The task |
Across the records that follow, determine how many lines contain "like" and give only the resulting number.

================================

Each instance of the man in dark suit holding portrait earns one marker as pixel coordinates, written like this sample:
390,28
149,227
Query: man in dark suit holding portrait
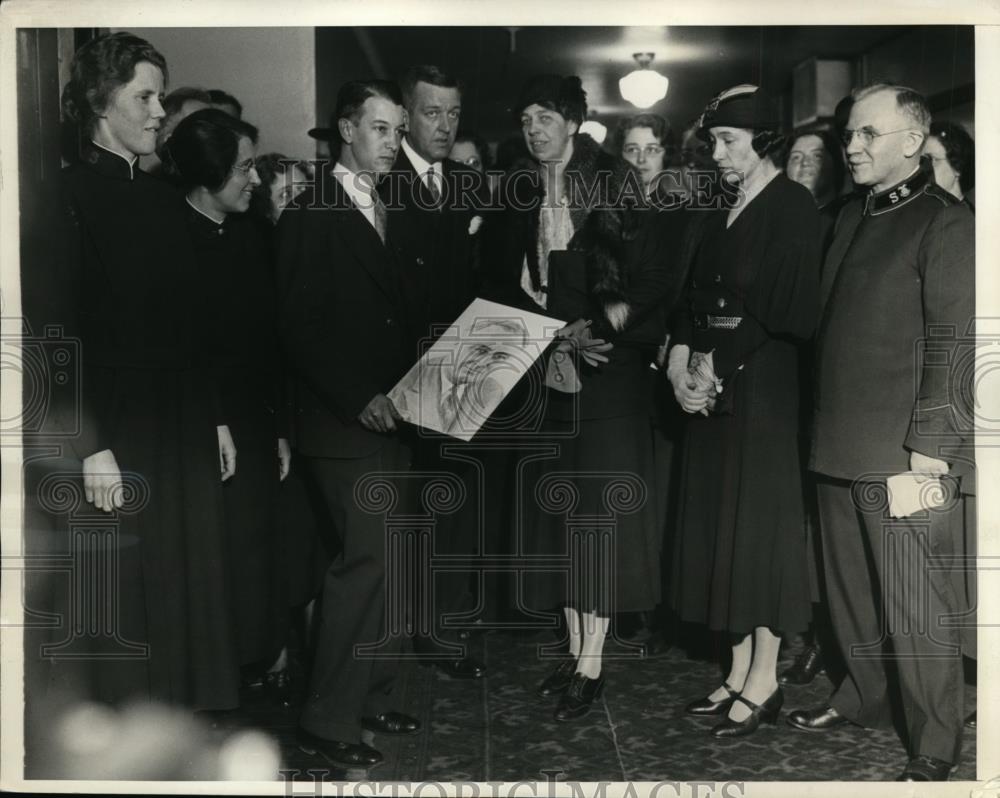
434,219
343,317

================================

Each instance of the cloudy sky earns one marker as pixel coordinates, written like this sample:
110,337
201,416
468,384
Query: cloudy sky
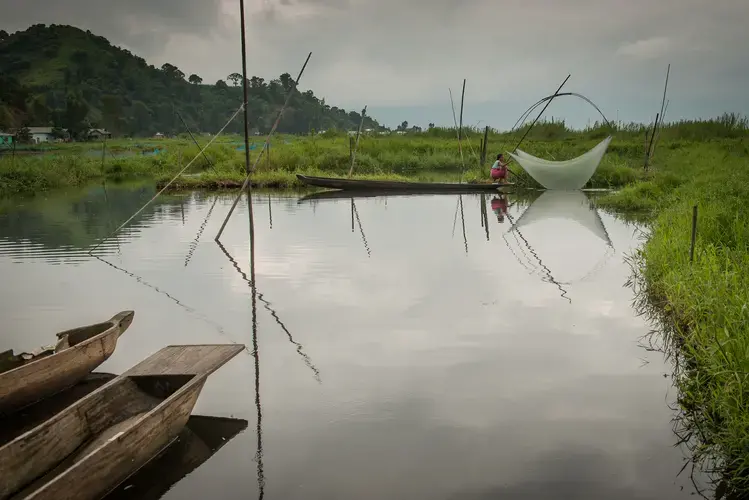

================================

Response |
2